## WRITTEN TASK
Recast the rows below as a Markdown table with the columns "Line No." and "Content", numbering each line in order and leaving out blank lines.

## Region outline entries
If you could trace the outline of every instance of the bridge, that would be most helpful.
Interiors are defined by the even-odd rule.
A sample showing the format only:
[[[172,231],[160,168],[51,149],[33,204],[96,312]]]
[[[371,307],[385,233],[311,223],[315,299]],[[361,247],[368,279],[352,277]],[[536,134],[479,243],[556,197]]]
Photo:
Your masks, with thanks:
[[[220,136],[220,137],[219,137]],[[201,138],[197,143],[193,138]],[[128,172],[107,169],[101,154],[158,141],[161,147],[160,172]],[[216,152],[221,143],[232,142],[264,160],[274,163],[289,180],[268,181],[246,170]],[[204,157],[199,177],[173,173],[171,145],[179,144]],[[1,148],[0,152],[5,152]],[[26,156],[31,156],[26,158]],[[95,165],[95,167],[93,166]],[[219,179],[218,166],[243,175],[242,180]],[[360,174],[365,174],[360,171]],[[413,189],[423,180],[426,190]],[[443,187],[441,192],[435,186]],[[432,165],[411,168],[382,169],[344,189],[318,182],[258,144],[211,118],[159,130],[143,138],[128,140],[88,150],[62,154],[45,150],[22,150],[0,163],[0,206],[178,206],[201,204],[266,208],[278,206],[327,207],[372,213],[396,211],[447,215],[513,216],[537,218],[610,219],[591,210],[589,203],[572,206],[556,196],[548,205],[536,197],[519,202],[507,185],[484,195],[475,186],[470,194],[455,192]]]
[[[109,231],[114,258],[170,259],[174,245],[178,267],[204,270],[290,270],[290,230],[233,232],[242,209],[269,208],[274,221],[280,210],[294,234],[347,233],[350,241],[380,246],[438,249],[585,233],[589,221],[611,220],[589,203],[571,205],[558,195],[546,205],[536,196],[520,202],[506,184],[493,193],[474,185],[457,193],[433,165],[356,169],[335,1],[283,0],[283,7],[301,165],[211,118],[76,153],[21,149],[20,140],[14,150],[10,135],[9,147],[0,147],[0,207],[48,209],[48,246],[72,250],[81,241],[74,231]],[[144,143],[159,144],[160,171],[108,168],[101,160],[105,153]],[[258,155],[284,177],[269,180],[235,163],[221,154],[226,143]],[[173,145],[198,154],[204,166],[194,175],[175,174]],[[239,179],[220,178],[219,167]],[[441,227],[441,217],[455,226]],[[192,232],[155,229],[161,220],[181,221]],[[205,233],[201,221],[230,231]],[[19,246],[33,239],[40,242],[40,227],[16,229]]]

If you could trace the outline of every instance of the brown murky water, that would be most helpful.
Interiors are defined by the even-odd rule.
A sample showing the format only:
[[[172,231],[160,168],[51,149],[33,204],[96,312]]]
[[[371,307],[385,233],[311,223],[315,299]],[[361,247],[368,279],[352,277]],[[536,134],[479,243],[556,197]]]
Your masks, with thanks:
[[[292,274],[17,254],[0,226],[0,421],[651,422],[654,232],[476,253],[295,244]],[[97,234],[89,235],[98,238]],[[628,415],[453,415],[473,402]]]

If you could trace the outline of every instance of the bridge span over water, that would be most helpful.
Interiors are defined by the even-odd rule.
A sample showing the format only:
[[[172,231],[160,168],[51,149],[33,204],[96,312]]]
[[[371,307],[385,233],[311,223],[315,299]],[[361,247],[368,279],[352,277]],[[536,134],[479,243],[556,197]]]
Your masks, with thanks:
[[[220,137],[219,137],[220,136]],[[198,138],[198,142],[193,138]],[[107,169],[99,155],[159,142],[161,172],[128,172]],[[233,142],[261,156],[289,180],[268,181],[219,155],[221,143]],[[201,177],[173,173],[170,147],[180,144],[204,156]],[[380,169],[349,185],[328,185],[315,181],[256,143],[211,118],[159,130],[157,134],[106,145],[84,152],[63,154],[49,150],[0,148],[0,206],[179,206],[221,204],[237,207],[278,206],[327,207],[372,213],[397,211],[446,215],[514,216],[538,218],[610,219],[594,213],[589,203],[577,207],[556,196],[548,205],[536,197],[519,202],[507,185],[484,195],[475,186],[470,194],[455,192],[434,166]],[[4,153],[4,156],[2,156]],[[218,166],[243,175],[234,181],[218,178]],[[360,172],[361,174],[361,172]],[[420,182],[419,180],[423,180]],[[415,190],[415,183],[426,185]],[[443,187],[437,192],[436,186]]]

## FINAL RESULT
| Line No. | Content |
|---|---|
| 1 | If you could trace the outline of every instance of the bridge, that would be most helpful. |
| 2 | Interiors are defined by the even-odd rule. |
| 3 | A sample showing the format only: |
| 4 | [[[172,231],[160,168],[51,149],[33,204],[96,312]]] |
| 5 | [[[371,307],[385,233],[311,223],[315,299]],[[361,247],[368,279],[352,277]],[[536,134],[479,243],[556,197]]] |
| 6 | Photo: |
| 7 | Your masks, with thanks: |
| 8 | [[[220,136],[220,137],[219,137]],[[201,138],[197,143],[193,138]],[[128,172],[107,169],[101,154],[158,141],[161,147],[160,172]],[[216,152],[221,143],[232,142],[264,160],[274,163],[289,180],[268,181],[246,170]],[[204,157],[199,177],[173,173],[171,145],[179,144]],[[1,148],[0,152],[5,152]],[[26,156],[31,156],[26,158]],[[95,165],[95,167],[93,166]],[[219,179],[218,166],[243,175],[242,180]],[[360,174],[365,174],[360,171]],[[413,189],[423,180],[426,190]],[[443,187],[441,192],[435,186]],[[432,165],[411,168],[382,169],[344,189],[318,182],[258,144],[211,118],[159,130],[143,138],[128,140],[88,150],[62,154],[45,150],[22,150],[0,163],[0,206],[178,206],[201,204],[266,208],[278,206],[327,207],[372,213],[396,211],[447,215],[513,216],[537,218],[610,219],[591,210],[589,203],[572,206],[556,196],[548,205],[536,197],[519,202],[507,185],[484,195],[475,186],[470,194],[455,192]]] |
| 9 | [[[109,231],[114,258],[170,259],[174,245],[178,267],[204,270],[290,270],[290,230],[233,232],[242,209],[269,208],[274,221],[280,210],[294,234],[347,233],[350,241],[380,246],[438,249],[585,233],[589,221],[611,220],[589,203],[571,205],[558,195],[546,205],[536,196],[520,202],[506,184],[493,193],[474,185],[457,193],[433,165],[356,169],[335,1],[283,0],[283,7],[301,165],[211,118],[76,153],[21,149],[20,140],[14,150],[10,135],[9,147],[0,147],[0,207],[48,209],[48,246],[72,250],[81,241],[74,231]],[[144,143],[159,144],[160,171],[108,168],[101,160],[105,153]],[[258,155],[284,177],[269,180],[235,163],[221,154],[226,143]],[[173,145],[198,154],[204,166],[194,175],[175,174]],[[239,179],[220,178],[219,167]],[[441,227],[441,217],[455,226]],[[192,232],[155,229],[161,220],[181,221]],[[205,233],[201,221],[230,231]],[[19,246],[33,239],[40,242],[40,227],[16,229]]] |
| 10 | If you could trace the outline of every instance of the brown murky water, that would be most helpful. |
| 11 | Interiors are defined by the even-odd rule. |
| 12 | A sample showing the format only: |
| 13 | [[[172,231],[160,168],[51,149],[33,204],[96,312]]] |
| 14 | [[[371,307],[385,233],[311,223],[315,299]],[[361,247],[368,279],[352,277]],[[536,134],[479,243],[556,197]]] |
| 15 | Your masks, with thanks: |
| 16 | [[[292,274],[17,254],[0,226],[0,421],[651,422],[654,232],[476,253],[295,244]],[[97,234],[89,235],[98,238]],[[628,415],[453,415],[473,402]]] |
| 17 | If you could trace the outline of every instance of the bridge span over water, that would be most helpful. |
| 18 | Interiors are defined by the even-odd rule. |
| 19 | A sample showing the format only: |
| 20 | [[[172,231],[160,168],[51,149],[33,204],[96,312]]] |
| 21 | [[[371,307],[385,233],[311,223],[315,299]],[[361,247],[368,279],[352,277]],[[536,134],[479,243],[556,197]]] |
| 22 | Your masks, with thanks: |
| 23 | [[[220,137],[219,137],[220,136]],[[198,138],[198,142],[193,138]],[[107,169],[99,155],[159,142],[161,172],[128,172]],[[233,142],[261,156],[289,180],[268,181],[219,155],[221,143]],[[201,177],[173,173],[170,147],[180,144],[204,156]],[[380,169],[349,185],[328,185],[315,181],[256,143],[211,118],[159,130],[157,134],[106,145],[84,152],[63,154],[49,150],[0,148],[0,206],[179,206],[221,204],[237,207],[278,206],[327,207],[372,213],[397,211],[446,215],[514,216],[538,218],[610,219],[594,213],[589,203],[577,207],[556,196],[548,205],[536,197],[519,202],[507,185],[484,195],[475,186],[470,194],[455,192],[434,166]],[[4,153],[4,156],[2,156]],[[218,166],[243,175],[234,181],[218,178]],[[360,172],[361,174],[361,172]],[[420,182],[419,180],[423,180]],[[415,190],[415,183],[426,185]],[[443,187],[437,192],[436,186]]] |